Which lines of the listing hold the string "right"? Copy those lines.

** Input for this task follows **

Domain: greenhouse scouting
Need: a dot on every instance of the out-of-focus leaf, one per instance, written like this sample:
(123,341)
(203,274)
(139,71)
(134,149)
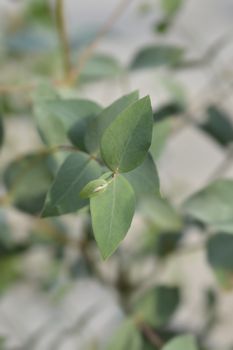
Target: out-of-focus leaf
(212,205)
(159,213)
(28,179)
(64,196)
(5,231)
(157,56)
(218,125)
(9,267)
(184,342)
(38,12)
(31,40)
(145,179)
(224,278)
(160,134)
(171,7)
(219,251)
(168,110)
(98,125)
(55,117)
(167,243)
(158,305)
(127,337)
(101,67)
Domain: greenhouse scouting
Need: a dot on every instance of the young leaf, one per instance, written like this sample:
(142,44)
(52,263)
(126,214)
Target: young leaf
(94,188)
(127,337)
(101,122)
(212,205)
(64,195)
(219,251)
(156,56)
(28,179)
(144,179)
(127,140)
(184,342)
(112,212)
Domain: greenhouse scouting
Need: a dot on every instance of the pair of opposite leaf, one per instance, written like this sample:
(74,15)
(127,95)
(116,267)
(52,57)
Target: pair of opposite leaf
(124,144)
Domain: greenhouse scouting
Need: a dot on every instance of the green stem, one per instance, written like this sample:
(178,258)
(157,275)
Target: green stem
(63,37)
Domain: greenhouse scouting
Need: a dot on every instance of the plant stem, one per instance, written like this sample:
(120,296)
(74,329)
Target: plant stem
(63,37)
(88,52)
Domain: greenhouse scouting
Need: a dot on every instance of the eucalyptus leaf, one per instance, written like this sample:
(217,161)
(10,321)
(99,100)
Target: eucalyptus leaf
(157,56)
(145,179)
(64,195)
(111,213)
(212,205)
(219,251)
(161,214)
(98,125)
(127,337)
(28,179)
(93,188)
(160,135)
(184,342)
(127,140)
(158,305)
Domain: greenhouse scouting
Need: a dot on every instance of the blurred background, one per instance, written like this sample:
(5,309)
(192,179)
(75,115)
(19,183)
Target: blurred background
(48,302)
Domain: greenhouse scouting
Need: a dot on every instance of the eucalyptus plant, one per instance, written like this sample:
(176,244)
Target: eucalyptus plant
(100,165)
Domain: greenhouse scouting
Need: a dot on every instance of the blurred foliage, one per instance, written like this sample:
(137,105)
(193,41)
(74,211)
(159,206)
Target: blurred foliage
(48,180)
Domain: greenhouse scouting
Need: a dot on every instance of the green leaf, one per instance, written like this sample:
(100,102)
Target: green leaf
(127,140)
(219,251)
(158,305)
(112,212)
(28,179)
(218,126)
(93,188)
(55,117)
(144,179)
(39,12)
(212,205)
(160,134)
(64,196)
(157,56)
(98,125)
(127,337)
(184,342)
(168,110)
(161,214)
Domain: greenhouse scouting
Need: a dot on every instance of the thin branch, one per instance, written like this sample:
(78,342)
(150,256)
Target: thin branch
(88,52)
(63,37)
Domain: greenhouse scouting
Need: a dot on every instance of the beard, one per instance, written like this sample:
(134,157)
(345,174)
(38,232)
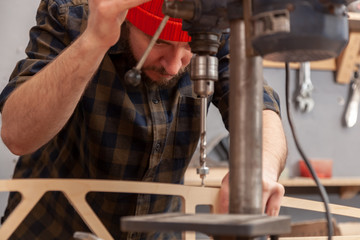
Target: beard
(161,82)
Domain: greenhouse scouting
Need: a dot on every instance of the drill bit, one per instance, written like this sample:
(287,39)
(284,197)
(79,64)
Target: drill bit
(203,170)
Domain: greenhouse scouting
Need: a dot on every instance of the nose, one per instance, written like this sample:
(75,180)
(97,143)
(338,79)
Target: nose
(174,59)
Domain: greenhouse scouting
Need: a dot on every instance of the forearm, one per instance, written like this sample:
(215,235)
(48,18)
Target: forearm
(39,108)
(274,145)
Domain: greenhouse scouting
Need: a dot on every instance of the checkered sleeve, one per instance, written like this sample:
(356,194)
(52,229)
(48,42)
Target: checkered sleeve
(48,39)
(271,99)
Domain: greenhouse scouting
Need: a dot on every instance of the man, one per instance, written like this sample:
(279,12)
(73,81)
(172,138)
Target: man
(68,113)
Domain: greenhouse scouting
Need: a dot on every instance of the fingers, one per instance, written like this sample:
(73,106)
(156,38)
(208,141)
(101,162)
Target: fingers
(127,4)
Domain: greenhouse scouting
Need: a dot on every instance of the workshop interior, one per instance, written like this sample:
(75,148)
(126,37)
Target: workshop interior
(308,51)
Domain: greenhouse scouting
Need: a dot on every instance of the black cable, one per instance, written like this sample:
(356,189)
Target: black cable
(321,188)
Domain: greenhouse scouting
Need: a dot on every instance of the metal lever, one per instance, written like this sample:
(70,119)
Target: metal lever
(304,99)
(133,76)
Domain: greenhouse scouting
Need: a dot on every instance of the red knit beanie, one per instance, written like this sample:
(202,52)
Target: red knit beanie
(147,18)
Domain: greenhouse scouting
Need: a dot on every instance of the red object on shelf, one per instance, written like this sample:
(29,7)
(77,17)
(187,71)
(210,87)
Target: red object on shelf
(322,167)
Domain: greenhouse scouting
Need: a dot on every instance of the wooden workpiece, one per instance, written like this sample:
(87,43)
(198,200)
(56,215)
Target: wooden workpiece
(348,187)
(345,64)
(75,191)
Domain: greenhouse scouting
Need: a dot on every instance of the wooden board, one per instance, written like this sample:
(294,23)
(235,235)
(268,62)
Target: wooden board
(75,190)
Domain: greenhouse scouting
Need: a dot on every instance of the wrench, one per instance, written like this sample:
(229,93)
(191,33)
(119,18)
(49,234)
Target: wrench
(304,100)
(352,108)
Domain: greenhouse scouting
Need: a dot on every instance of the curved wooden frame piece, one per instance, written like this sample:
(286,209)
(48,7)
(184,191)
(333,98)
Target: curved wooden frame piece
(75,191)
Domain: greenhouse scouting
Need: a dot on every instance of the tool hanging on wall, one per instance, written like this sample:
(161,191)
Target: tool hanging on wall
(304,100)
(352,107)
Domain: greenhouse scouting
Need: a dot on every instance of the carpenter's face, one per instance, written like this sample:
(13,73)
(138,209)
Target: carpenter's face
(166,61)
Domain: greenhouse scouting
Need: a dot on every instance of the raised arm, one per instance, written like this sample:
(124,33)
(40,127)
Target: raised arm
(274,157)
(39,108)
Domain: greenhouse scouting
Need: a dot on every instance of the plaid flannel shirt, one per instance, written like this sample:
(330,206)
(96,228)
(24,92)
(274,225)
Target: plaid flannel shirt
(117,131)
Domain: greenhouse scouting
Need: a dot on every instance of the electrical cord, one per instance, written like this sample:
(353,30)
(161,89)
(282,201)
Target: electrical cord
(321,188)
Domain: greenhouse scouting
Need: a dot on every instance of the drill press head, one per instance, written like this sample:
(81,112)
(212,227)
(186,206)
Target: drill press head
(299,30)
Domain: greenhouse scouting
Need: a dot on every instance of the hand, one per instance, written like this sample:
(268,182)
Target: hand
(105,20)
(272,196)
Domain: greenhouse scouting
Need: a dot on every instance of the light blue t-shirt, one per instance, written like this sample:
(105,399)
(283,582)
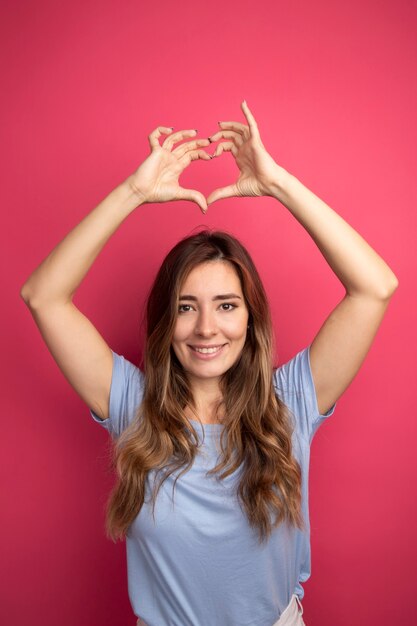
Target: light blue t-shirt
(200,564)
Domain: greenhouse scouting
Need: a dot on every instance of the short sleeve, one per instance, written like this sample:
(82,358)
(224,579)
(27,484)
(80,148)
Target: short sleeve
(295,387)
(126,393)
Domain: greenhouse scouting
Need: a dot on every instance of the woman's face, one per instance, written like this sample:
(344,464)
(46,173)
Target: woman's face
(212,321)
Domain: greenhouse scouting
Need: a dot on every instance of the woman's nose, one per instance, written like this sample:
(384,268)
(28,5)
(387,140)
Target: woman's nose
(206,325)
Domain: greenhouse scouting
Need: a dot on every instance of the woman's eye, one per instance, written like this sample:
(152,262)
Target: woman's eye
(184,308)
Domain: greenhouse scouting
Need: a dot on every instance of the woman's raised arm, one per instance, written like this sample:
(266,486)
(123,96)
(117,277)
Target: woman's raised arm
(81,353)
(343,341)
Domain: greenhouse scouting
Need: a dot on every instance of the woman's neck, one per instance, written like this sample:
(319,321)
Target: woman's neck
(207,399)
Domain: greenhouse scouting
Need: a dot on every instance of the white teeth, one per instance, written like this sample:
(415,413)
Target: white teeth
(207,350)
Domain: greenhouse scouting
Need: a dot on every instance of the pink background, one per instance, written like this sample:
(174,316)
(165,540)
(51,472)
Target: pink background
(333,87)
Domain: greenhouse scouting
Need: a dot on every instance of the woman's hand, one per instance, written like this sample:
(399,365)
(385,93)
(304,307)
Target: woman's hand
(259,173)
(156,179)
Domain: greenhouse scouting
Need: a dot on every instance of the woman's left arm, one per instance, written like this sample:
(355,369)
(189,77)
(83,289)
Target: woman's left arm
(340,346)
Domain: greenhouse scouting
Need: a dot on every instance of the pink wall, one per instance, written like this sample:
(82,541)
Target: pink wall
(333,88)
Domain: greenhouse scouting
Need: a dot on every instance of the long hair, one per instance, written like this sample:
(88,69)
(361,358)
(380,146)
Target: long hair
(256,437)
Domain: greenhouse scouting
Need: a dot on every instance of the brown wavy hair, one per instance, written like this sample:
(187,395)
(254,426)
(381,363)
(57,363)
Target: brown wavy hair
(257,429)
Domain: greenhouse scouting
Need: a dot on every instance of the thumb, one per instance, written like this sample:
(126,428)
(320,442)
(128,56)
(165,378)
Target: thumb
(194,196)
(221,193)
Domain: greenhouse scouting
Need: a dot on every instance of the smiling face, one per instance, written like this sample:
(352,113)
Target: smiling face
(212,321)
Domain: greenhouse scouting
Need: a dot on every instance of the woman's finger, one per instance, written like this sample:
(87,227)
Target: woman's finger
(223,192)
(236,126)
(253,126)
(227,134)
(178,136)
(155,134)
(190,145)
(194,155)
(226,146)
(194,196)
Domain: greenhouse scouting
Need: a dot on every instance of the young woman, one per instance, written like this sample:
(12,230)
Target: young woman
(211,443)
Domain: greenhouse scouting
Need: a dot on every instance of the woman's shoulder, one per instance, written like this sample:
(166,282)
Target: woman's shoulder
(126,392)
(294,385)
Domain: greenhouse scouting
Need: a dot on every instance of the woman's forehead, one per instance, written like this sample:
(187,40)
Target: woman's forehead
(212,276)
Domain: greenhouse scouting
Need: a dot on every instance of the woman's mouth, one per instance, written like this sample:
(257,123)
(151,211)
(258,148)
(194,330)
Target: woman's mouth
(206,352)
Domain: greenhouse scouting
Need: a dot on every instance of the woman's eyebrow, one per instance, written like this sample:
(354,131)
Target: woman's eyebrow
(223,296)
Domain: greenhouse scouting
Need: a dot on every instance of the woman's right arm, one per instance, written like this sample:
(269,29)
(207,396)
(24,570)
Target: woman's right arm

** End of Input for this task **

**Result for this task**
Need: a dot on every instance of the woman's right arm, one per instance, written like this sample:
Target: woman's right arm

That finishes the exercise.